Given text.

☆ ☆ ☆

Health Economic Consequences Associated With COVID-19–Related Delay in Melanoma Diagnosis in Europe

Maul, Lara V.; Jamiolkowski, Dagmar; Lapides, Rebecca A.; Mueller, Alina M.; Hauschild, Axel; Garbe, Claus; Lorigan, Paul; Gershenwald, Jeffrey E.; Ascierto, Paolo Antonio; Long, Georgina V.; Wang-Evers, Michael; Scolyer, Richard A.; Saravi, Babak; Augustin, Matthias; Navarini, Alexander A.; Legge, Stefan; Németh, István B.; Jánosi, Ágnes J.; Mocellin, Simone; Feller, Anita; Manstein, Dieter; Zink, Alexander; Maul, Julia-Tatjana; Buja, Alessandra; Adhikari, Kaustubh and Roider, Elisabeth (2024). Health Economic Consequences Associated With COVID-19–Related Delay in Melanoma Diagnosis in Europe. JAMA Network Open, 7(2), article no. e2356479.



Importance: The COVID-19 pandemic resulted in delayed access to medical care. Restrictions to health care specialists, staff shortages, and fear of SARS-CoV-2 infection led to interruptions in routine care, such as early melanoma detection; however, premature mortality and economic burden associated with this postponement have not been studied yet.
Objective: To determine the premature mortality and economic costs associated with suspended melanoma screenings during COVID-19 pandemic lockdowns by estimating the total burden of delayed melanoma diagnoses for Europe.
Design, Setting, and Participants: This multicenter economic evaluation used population-based data from patients aged at least 18 years with invasive primary cutaneous melanomas stages I to IV according to the American Joint Committee on Cancer (AJCC) seventh and eighth editions, including melanomas of unknown primary (T0). Data were collected from January 2017 to December 2021 in Switzerland and from January 2019 to December 2021 in Hungary. Data were used to develop an estimation of melanoma upstaging rates in AJCC stages, which was verified with peripandemic data. Years of life lost (YLL) were calculated and were, together with cost data, used for financial estimations. The total financial burden was assessed through direct and indirect treatment costs. Models were building using data from 50 072 patients aged 18 years and older with invasive primary cutaneous melanomas stages I to IV according to the AJCC seventh and eighth edition, including melanomas of unknown primary (T0) from 2 European tertiary centers. Data from European cancer registries included patient-based direct and indirect cost data, country-level economic indicators, melanoma incidence, and population rates per country. Data were analyzed from July 2021 to September 2022.

☆ ☆ ☆

[Data entries]
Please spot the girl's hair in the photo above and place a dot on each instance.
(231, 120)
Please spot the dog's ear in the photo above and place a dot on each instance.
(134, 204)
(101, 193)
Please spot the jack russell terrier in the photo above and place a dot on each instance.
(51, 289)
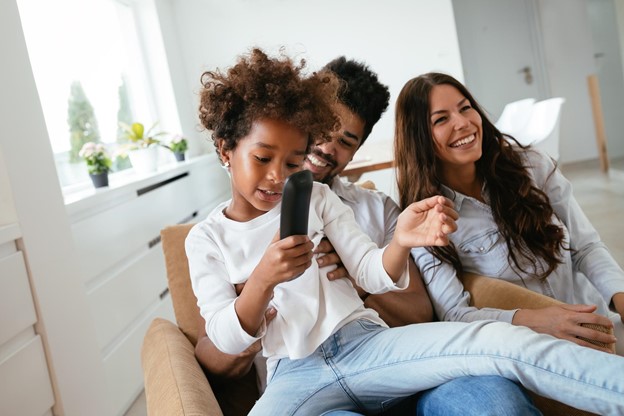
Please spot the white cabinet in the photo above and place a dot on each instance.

☆ ☆ ☆

Exercise set.
1 - According to the melanoma study abstract, which factors led to interruptions in routine care? List each one.
2 - Write out the melanoma study abstract word for word between "Importance: The COVID-19" and "been studied yet.", inclusive.
3 - Put this sentence from the melanoma study abstract into Spanish: "Data were analyzed from July 2021 to September 2022."
This material has no connection to the melanoma study abstract.

Your written answers.
1 -
- Restrictions to health care specialists
- Staff shortages
- Fear of SARS-CoV-2 infection

2 -
Importance: The COVID-19 pandemic resulted in delayed access to medical care. Restrictions to health care specialists, staff shortages, and fear of SARS-CoV-2 infection led to interruptions in routine care, such as early melanoma detection; however, premature mortality and economic burden associated with this postponement have not been studied yet.

3 - Los datos se analizaron de julio de 2021 a septiembre de 2022.